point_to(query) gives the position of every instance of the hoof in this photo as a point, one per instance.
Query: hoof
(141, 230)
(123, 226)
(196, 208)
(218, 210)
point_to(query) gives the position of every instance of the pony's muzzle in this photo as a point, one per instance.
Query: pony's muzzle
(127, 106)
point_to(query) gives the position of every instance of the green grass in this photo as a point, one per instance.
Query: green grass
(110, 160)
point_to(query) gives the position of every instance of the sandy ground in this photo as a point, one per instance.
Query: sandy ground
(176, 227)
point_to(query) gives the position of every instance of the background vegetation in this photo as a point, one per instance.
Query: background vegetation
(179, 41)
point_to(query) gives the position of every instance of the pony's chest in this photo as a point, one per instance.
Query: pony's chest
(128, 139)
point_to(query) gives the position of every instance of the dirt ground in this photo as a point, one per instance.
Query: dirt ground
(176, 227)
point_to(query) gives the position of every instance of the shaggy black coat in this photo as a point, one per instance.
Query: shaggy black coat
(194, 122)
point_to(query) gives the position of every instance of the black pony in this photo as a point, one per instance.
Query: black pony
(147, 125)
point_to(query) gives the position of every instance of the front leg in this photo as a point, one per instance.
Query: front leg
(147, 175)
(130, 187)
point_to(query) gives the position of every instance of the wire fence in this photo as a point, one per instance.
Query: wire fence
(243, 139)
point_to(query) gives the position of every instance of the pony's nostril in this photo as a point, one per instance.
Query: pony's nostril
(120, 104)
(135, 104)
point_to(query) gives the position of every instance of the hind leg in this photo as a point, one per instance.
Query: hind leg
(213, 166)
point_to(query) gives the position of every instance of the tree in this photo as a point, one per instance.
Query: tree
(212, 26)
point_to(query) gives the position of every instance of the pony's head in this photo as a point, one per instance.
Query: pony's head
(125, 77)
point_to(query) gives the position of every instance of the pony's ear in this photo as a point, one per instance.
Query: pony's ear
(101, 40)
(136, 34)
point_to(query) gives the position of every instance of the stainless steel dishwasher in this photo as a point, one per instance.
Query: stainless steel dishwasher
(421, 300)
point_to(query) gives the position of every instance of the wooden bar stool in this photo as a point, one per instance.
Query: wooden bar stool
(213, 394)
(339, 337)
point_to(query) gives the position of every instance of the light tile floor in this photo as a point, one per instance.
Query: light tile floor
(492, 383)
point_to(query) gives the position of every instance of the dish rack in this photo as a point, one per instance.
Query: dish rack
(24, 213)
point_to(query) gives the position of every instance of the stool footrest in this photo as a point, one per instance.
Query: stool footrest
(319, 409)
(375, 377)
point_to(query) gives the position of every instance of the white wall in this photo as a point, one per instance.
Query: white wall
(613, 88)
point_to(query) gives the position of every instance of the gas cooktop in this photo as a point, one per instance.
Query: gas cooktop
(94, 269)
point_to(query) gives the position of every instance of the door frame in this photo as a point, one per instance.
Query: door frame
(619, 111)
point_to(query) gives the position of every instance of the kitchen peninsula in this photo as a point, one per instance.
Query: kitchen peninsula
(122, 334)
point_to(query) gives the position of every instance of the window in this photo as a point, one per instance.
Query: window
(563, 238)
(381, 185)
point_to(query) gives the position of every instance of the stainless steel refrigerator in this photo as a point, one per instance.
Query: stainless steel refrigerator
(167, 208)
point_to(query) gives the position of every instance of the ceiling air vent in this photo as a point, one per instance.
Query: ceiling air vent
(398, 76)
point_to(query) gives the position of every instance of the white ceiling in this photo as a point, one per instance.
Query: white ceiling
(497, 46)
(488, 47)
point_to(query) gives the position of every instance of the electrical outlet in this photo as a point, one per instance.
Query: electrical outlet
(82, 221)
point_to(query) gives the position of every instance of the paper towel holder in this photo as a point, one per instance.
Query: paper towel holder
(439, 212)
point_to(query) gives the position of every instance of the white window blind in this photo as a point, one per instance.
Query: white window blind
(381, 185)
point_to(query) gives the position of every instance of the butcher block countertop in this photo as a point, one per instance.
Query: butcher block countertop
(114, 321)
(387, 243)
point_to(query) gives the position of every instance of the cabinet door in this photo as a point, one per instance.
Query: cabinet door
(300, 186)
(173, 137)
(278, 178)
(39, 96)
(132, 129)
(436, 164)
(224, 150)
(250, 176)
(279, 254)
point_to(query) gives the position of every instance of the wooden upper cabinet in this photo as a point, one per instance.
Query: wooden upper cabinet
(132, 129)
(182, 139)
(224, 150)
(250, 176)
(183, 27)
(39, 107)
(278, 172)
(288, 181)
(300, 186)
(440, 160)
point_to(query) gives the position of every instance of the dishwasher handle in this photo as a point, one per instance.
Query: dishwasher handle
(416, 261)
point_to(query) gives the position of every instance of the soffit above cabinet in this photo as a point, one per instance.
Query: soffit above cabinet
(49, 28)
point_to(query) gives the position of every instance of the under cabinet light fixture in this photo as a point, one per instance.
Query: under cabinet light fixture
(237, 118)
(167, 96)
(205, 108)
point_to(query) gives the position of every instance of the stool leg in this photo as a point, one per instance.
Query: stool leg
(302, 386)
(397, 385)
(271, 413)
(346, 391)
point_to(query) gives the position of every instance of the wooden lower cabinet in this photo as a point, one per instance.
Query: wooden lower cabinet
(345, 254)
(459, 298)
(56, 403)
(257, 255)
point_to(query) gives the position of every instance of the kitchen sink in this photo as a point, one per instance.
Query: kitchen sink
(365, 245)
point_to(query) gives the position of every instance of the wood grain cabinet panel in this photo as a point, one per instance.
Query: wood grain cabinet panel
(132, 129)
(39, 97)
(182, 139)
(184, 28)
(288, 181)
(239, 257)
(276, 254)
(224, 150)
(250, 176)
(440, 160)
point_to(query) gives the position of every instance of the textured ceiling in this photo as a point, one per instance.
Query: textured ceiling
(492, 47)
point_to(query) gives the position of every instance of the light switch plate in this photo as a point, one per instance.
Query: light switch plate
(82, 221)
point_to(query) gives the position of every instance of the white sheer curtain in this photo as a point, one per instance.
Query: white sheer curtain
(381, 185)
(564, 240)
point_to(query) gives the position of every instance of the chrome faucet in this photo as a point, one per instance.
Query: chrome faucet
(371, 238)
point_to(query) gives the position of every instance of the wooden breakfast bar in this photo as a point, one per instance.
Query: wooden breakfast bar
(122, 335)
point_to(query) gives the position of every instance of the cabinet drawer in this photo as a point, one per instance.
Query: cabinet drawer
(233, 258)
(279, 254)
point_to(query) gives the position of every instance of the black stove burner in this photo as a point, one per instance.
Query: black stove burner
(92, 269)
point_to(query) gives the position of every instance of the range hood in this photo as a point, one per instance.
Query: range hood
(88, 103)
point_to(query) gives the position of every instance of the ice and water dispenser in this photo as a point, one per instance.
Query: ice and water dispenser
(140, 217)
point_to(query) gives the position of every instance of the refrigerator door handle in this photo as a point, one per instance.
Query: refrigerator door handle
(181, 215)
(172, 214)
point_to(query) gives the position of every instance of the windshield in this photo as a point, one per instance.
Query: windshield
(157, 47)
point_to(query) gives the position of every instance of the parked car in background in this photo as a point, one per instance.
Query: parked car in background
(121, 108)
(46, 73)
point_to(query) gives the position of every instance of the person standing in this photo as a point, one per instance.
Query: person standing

PROBLEM -
Your answer should reproduce each line of the listing that holds the word "person".

ANSWER TO THIS PROBLEM -
point_to(query) gives the position of every instance of the person standing in this photo as a point, one per instance.
Query: person standing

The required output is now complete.